Region pointing data

------------

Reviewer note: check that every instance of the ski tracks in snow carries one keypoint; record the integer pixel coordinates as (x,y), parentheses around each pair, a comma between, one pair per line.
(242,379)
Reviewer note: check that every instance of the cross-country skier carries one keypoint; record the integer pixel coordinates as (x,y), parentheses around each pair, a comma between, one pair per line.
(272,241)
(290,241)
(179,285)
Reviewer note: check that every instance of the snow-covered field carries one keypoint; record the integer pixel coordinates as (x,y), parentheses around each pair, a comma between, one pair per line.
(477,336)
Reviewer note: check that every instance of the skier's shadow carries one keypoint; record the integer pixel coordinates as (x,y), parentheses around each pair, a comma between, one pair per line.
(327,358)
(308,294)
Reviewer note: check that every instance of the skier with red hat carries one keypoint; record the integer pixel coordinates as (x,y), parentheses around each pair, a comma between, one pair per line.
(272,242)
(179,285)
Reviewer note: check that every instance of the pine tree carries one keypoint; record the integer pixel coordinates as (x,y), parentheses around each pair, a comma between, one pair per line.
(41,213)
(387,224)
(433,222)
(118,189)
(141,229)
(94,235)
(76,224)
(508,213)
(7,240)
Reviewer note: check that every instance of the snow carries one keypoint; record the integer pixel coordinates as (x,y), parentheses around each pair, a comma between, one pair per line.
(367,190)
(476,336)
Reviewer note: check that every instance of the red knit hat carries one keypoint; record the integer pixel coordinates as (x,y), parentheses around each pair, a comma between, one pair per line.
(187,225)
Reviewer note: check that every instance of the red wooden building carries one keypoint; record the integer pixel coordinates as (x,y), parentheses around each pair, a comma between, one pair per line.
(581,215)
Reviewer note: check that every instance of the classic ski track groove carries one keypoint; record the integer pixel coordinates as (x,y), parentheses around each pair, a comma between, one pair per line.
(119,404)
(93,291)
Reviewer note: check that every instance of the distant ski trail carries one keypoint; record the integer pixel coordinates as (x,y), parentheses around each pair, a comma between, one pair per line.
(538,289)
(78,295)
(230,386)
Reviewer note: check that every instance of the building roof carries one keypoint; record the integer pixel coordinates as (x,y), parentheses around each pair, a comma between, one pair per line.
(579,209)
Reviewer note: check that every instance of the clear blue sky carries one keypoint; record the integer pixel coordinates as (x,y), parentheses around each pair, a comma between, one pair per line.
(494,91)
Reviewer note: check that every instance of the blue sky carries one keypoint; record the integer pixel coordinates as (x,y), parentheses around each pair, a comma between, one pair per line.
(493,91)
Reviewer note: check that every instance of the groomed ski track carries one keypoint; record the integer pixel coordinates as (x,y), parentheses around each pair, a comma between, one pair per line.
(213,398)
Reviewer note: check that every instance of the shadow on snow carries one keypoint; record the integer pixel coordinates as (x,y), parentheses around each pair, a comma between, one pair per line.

------------

(Required action):
The reply should consist of the records, reproduced exactly.

(Exercise output):
Reviewer note: check that every instance of the ski tracks in snow carries one keypoint; record the integer pixel coordinates as (x,y), parentheses around each pair, a comma between, one pair per line.
(242,379)
Reviewer note: check that every instance of the cross-country skier carries one keypoint; record the integer pixel coordinates as (x,y), parentheses around each pair, a comma between, one pair per line.
(272,241)
(290,241)
(179,285)
Reviewer note: check that every instance of the snow-covered field carries one keypoint; record the integer pixel coordinates as (x,y), parentheses around each pair, a comma between, one pair per line.
(477,336)
Reviewer note: check that every instance of the skier's shadow carries one keypoint; record the integer pixel coordinates as (x,y), parentheses around each pair, a comma between, one pair per line.
(327,358)
(308,294)
Reviewer note: check that every instance of the skier with red hat carries one keypoint; record the integer pixel coordinates as (x,y), parentheses around each pair, a comma between, one pair per line.
(272,242)
(179,285)
Reviewer note: check that every instance of the pine tree carries one keypoint; record the integer pixel coordinates as (x,y), parentheses around each pair, a comma between, one pair per line.
(41,213)
(387,224)
(433,222)
(118,189)
(141,229)
(94,235)
(76,224)
(508,213)
(7,240)
Reviewer note: check that every instance of the snow carries one keypoint; record the integer pixel coordinates as (x,y), parentheses around each pair, a comma between, one pair per line.
(367,190)
(476,336)
Reviewer note: check that every instance of the red knit hat carries one keypoint; record the integer pixel coordinates as (x,y), parentheses around each pair, a comma between, one pair per line.
(187,225)
Reviewer note: check that every instance of the red wooden building carries one keypoint; record the integer pixel coordinates as (x,y), parentheses around each pair, a comma between, one pair per line.
(581,215)
Reviewer note: check that every instance of the classic ski track groove carries one keypoint; record the integer pixel coordinates as (x,y), parentheses around each pair, a comma between, one pair per line.
(119,404)
(93,291)
Reviewer note: check that every instance of the distant ski trail carries one keypoint; record the integer pixel coordinates as (x,y), parentheses around each pair, a comma between, one pair per line.
(538,289)
(78,295)
(230,386)
Reviewer note: check that every instance of the building roof carries one keypoint; record the integer pixel coordinates as (x,y), parentheses around each pair, a comma between, one pair per line.
(579,209)
Reviewer note: check that every instance of the clear blue sky carries one keypoint; record the integer pixel coordinates as (x,y), parentheses around each pair, a comma between, one pair per line.
(494,91)
Reviewer note: check that every instance of the blue sky carries one keypoint; record the integer pixel coordinates as (x,y), parentheses around each pair, a comma between, one pair per line.
(493,91)
Reviewer note: check that every instance of the groomed ski track carries one keypoint; record the integer pixel coordinates as (x,y), parentheses around each pair, a comma between, one pair per line.
(213,398)
Reviewer note: check that every instance of the shadow on snow carries one keypoint; record the integer pixel coordinates as (x,y), parentheses around each pair, a comma between, one pair per line.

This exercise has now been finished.